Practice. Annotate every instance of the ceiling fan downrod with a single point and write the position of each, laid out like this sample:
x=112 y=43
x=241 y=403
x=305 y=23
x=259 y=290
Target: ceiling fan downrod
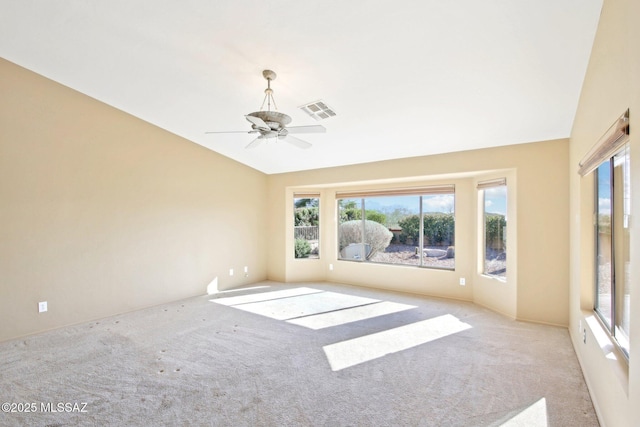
x=268 y=97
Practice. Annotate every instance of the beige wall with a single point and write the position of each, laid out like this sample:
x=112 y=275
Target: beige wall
x=612 y=85
x=537 y=284
x=102 y=213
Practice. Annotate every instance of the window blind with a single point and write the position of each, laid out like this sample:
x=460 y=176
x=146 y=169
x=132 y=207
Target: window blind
x=406 y=191
x=611 y=142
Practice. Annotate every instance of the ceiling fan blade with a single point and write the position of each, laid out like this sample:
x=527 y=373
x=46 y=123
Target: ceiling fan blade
x=307 y=129
x=254 y=143
x=258 y=122
x=296 y=141
x=234 y=131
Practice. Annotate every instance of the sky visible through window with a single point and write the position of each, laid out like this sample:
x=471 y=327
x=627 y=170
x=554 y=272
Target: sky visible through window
x=436 y=203
x=495 y=200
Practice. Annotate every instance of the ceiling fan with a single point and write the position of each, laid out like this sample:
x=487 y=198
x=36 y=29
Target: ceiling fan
x=273 y=124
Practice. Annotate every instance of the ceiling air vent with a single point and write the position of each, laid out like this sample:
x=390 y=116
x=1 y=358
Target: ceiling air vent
x=318 y=110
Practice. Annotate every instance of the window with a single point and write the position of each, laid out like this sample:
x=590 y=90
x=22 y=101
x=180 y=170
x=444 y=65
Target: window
x=494 y=198
x=609 y=160
x=612 y=209
x=306 y=225
x=403 y=227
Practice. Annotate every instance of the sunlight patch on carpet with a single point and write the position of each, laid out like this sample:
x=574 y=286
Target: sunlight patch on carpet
x=264 y=296
x=303 y=305
x=533 y=416
x=349 y=315
x=352 y=352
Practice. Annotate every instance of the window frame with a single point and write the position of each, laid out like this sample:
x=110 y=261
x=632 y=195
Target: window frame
x=301 y=196
x=482 y=188
x=419 y=193
x=611 y=322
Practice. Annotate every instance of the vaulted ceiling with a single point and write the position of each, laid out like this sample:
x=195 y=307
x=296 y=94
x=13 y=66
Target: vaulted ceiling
x=405 y=78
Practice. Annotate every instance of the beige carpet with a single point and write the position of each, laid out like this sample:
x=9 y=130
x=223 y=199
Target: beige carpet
x=285 y=355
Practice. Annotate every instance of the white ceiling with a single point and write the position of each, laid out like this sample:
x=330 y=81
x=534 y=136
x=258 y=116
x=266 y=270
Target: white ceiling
x=406 y=78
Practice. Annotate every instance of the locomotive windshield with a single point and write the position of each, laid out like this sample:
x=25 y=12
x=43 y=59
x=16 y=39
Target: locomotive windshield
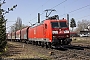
x=58 y=24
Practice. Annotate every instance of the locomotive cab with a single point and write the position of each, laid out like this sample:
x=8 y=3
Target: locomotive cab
x=60 y=34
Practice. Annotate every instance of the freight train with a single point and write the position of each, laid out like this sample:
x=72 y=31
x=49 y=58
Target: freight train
x=51 y=32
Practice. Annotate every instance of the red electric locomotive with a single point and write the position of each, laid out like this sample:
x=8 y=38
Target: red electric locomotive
x=18 y=35
x=50 y=32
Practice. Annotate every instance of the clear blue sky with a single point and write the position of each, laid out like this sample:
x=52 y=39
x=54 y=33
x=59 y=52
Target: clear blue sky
x=27 y=9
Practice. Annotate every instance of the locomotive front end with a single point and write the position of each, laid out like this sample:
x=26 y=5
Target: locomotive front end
x=60 y=32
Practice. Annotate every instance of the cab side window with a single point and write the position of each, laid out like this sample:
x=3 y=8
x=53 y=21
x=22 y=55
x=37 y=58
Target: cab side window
x=45 y=26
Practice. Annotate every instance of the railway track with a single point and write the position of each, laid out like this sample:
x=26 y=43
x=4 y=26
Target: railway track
x=73 y=52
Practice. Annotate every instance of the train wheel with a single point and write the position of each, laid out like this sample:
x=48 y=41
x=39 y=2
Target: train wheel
x=39 y=43
x=36 y=43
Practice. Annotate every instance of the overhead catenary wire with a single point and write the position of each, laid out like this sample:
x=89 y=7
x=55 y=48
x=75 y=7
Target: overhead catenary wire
x=51 y=8
x=83 y=17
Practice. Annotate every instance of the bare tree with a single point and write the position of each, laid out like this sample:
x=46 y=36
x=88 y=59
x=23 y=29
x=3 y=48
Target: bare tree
x=81 y=25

### Activity
Using the entries above, output exactly the lines between the line holding "Practice. Annotate every instance of the vaulted" and the line holding "x=266 y=270", end lines included, and nothing more.

### Written reply
Practice. Annotate every instance of the vaulted ceiling with a single point and write the position of each, laid out like this sample:
x=195 y=307
x=296 y=94
x=13 y=66
Target: vaulted ceiling
x=405 y=78
Practice. Annotate every instance of the beige carpet with a single point and write the position of each, laid out like this sample:
x=9 y=130
x=223 y=199
Target: beige carpet
x=285 y=355
Practice. Annotate every instance of the white ceiling with a single point and write the position of each, laid out like this sample:
x=330 y=81
x=534 y=136
x=258 y=116
x=266 y=270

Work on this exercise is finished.